Exercise task: Retype the whole listing, please, keeping every line exact and dropping the pictures.

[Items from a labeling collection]
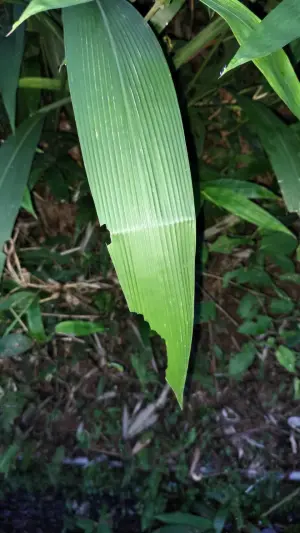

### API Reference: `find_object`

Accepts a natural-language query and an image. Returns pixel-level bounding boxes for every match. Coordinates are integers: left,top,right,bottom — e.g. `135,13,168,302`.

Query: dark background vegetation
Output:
0,0,300,533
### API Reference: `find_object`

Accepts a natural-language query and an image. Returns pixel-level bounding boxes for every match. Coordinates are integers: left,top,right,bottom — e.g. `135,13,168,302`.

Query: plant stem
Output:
186,36,222,94
18,77,61,91
144,0,163,21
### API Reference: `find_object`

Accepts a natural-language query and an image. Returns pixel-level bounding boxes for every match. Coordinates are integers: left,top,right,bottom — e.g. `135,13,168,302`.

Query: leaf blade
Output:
63,0,195,403
201,0,300,118
238,96,300,213
0,5,24,132
229,0,300,68
0,115,43,276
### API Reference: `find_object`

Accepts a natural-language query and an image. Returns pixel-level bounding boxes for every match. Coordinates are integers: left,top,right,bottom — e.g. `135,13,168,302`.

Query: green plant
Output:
0,0,300,404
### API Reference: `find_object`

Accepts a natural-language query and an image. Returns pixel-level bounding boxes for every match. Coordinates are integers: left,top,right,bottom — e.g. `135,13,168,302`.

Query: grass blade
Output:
201,184,291,235
229,0,300,68
0,5,24,132
201,0,300,118
63,0,195,404
0,115,43,276
238,97,300,213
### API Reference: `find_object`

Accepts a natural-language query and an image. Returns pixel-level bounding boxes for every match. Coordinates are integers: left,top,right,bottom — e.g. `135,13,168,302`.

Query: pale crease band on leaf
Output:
238,96,300,213
0,5,24,132
201,0,300,118
63,0,195,404
229,0,300,68
8,0,91,35
0,115,43,277
201,183,291,235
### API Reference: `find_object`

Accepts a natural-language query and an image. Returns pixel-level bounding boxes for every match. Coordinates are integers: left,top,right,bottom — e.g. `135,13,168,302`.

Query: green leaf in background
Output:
26,298,47,342
209,235,253,254
280,272,300,285
229,0,300,68
150,0,185,33
55,320,105,337
0,333,33,358
294,377,300,400
275,346,296,373
0,115,43,277
201,0,300,118
174,17,226,69
0,442,20,477
8,0,91,35
229,342,256,377
156,512,213,533
238,97,300,213
63,0,195,404
0,5,24,132
21,187,37,218
0,291,36,312
201,182,291,235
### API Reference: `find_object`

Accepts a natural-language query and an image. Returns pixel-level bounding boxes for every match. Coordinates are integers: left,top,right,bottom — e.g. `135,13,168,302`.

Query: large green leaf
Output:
8,0,91,35
238,97,300,213
0,115,43,277
201,0,300,118
201,182,290,235
229,0,300,68
63,0,195,404
0,5,24,132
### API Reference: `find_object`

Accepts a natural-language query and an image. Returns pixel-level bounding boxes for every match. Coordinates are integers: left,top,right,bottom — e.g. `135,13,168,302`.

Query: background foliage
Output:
0,0,300,533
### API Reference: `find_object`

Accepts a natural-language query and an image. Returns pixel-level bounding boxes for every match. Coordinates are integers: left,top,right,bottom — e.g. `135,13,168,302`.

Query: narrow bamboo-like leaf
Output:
26,298,47,342
202,184,291,235
238,97,300,213
174,17,226,69
0,115,43,277
229,0,300,68
204,178,278,200
201,0,300,118
63,0,195,404
18,77,61,91
8,0,91,35
150,0,185,33
0,333,33,359
0,5,24,132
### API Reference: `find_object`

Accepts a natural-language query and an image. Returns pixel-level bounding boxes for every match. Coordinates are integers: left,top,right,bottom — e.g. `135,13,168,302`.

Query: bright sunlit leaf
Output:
230,0,300,68
0,115,43,277
201,0,300,118
63,0,195,404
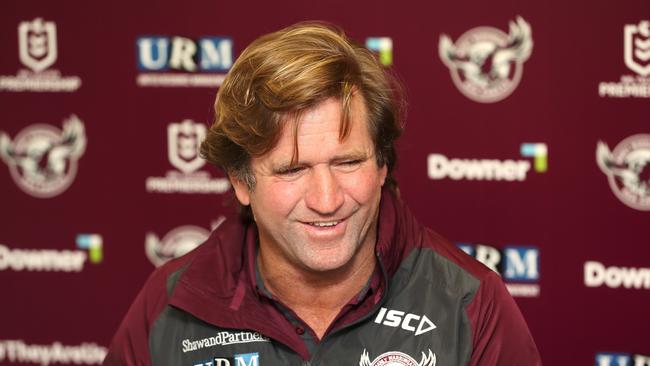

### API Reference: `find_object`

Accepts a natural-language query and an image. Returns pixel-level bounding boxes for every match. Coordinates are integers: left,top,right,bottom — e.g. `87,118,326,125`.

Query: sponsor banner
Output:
136,36,233,88
0,18,81,92
596,134,650,211
0,339,108,366
456,243,541,297
427,143,548,182
145,119,230,194
0,114,86,198
438,16,533,103
359,349,436,366
595,352,650,366
144,216,221,267
0,234,103,272
598,20,650,98
584,261,650,290
366,37,393,66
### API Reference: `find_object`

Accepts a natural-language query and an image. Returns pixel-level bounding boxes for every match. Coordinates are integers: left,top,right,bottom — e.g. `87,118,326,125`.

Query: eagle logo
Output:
438,17,533,103
359,349,436,366
596,135,650,211
0,115,86,198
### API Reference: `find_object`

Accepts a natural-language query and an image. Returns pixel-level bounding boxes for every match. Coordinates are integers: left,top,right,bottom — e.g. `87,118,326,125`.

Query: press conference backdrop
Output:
0,0,650,366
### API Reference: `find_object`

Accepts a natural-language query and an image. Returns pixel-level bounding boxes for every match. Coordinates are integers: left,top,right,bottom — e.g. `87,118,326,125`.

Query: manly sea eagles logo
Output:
167,119,206,174
596,134,650,211
0,115,86,198
18,18,57,72
359,349,436,366
624,20,650,76
438,17,533,103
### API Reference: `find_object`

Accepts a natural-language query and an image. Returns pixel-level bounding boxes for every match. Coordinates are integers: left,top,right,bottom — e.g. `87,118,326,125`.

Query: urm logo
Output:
521,142,548,173
136,36,233,72
457,243,540,297
366,37,393,66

Result of this task:
### API Reference: `find_object`

Accepts a natural-language query and an image. Returns pixel-level bounding boxes for every match. Coordinates are integers: left,top,right,bottom — e.g. `135,13,168,302`.

Query: dark background vegetation
Output:
0,0,300,533
### API Reference: `find_object`

Accepts a natural-language query and an image. Returns pixel-level bounding boxes for every match. Coordinates are integers: left,top,right,bottom — e.g. `135,13,168,302`.

Query: plant stem
Output:
186,36,222,94
18,77,61,91
144,0,163,21
### API Reference: `find_object`

Accepts a natural-language query and an image. Returns pixel-level bounding boxes for every match. Coordinates are integers: left,top,right,bottom — e.g. `135,13,168,302`.

Query: leaf blade
Output:
63,0,195,403
201,0,300,118
238,96,300,213
0,5,24,132
229,0,300,68
0,115,43,276
### API Reference: `find_object`

Accepts a natural-language query and an image. Returns pixel-level bounding boxes for every match. Coordinates are integers: left,top,right,bottom — e.g. `135,13,168,302`.

Query: green plant
Output:
0,0,300,404
### API Reference: `find_object`

Accepts a natural-language query and an image. Returns pixel-level bounding boxes for every match. Coordinates are integers: left,top,right,bottom — e.g. `135,13,168,302`.

Query: grass blade
Output:
201,184,291,235
229,0,300,68
0,5,24,132
201,0,300,118
63,0,195,404
0,115,43,276
238,97,300,213
### API Reference: `find_object`

Accepts a natural-language query and an image. Returns pixel-level bounding boxes for every match. Coordinates are integers: left,top,right,bottom — e.g. `135,13,168,302`.

Query: pale crease band on leaf
Output:
238,96,300,213
0,5,24,132
201,0,300,118
63,0,195,404
229,0,300,68
8,0,91,35
0,115,43,277
201,183,291,235
### API Reference: `find_object`

Accepts a natural-language query and an image. Returns pixel-level bounding boxes for every match. Coordinates are integers: left,top,right,bottom — e.g. `135,13,168,302`.

Query: green leaf in background
Output:
26,298,47,342
209,235,253,254
280,272,300,285
229,0,300,68
150,0,185,33
55,320,105,337
0,333,33,358
294,377,300,400
275,346,296,373
0,115,43,277
201,0,300,118
174,17,226,69
0,442,20,477
8,0,91,35
229,342,256,377
156,512,213,533
238,97,300,213
63,0,195,404
0,5,24,132
21,187,37,218
0,291,36,312
201,182,291,235
### API Reference: `find_object`

Accepts a natural-language query and an image. Returns pixel-level bounding boxes for every match. Coordinates are integers: left,top,right,bottom — e.g. `135,13,168,302`.

Query: large green leaf
Output:
8,0,91,35
238,97,300,213
0,115,43,277
201,0,300,118
201,182,290,235
229,0,300,68
63,0,195,404
0,5,24,132
### API Reference: `find_object`

Accepts a natural-language query and an image. Returns pixel-level bounding boxes for every match. Coordinates are integers: left,top,right,bottom — e.g. `135,13,168,302`.

Query: background foliage
Output:
0,0,300,533
### API Reference: `find_object`

Accepts a natural-language query and an image. Returns pixel-level bounding boxes for every match. Coordinates are integers: left,top,right,bottom — e.g. `135,13,168,302`.

Query: narrow bamboo-like leaf
Output:
26,298,47,342
202,184,291,235
238,97,300,213
174,17,226,69
0,115,43,277
229,0,300,68
204,178,278,200
201,0,300,118
63,0,195,404
18,77,61,91
8,0,91,35
150,0,185,33
0,333,33,359
0,5,24,132
### API Reference: `find_object`

Accepts a natural-language query and an image. Returns pixel-level bounding boxes for every match. Coordinates are integers: left,top,right,bottom — e.g. `135,13,168,302`.

Query: bright sunlit leaf
Output:
230,0,300,68
0,115,43,277
201,0,300,118
63,0,195,404

### API Reference: `find_object`

Accepts a natural-language query and an image. Returns pixel-level bounding boxes for every match. Coordinates are integers: left,top,right,bottom — e.g. `87,118,326,125`.

Query: sponsor banner
Output:
136,36,233,88
0,18,81,92
596,134,650,211
0,339,108,366
456,243,541,297
427,143,548,182
145,119,230,194
0,114,86,198
438,16,533,103
359,349,436,366
595,352,650,366
144,216,221,267
0,234,103,272
598,20,650,98
584,261,650,290
366,37,393,66
### API Reference: `find_object`

Accepts a natural-language query and an image. Returns pixel-level bounding boxes for every match. Coordinates are integers: left,top,right,bottom — e.g. `87,118,326,125`.

Query: eagle logo
Output:
438,17,533,103
359,349,436,366
596,135,650,211
0,115,86,198
### API Reference: `find_object`

Accepts a natural-language query and an image. Returns pixel-level bounding boxes for every match. Coordinates are integers: left,top,right,bottom — e.g. `87,118,326,125`.

Query: press conference backdrop
Output:
0,0,650,366
### API Reference: `find_object`

Accepts a natural-language query and an image. Returns pixel-level bounding boxes for every match. Coordinates are integers: left,top,right,bottom — e.g. `87,118,326,125`.

Query: manly sea eagles logo
Output:
167,119,206,174
596,134,650,211
0,115,86,198
18,18,57,72
359,349,436,366
624,20,650,76
438,17,533,103
### API Reference: `find_object`

Accepts a natural-language query and an image. Returns pixel-level bounding boxes for every match. Coordinates are integers: left,top,right,bottom — e.g. `87,118,326,125`.

Query: urm logo
Output:
521,142,548,173
136,36,233,72
457,243,540,297
366,37,393,66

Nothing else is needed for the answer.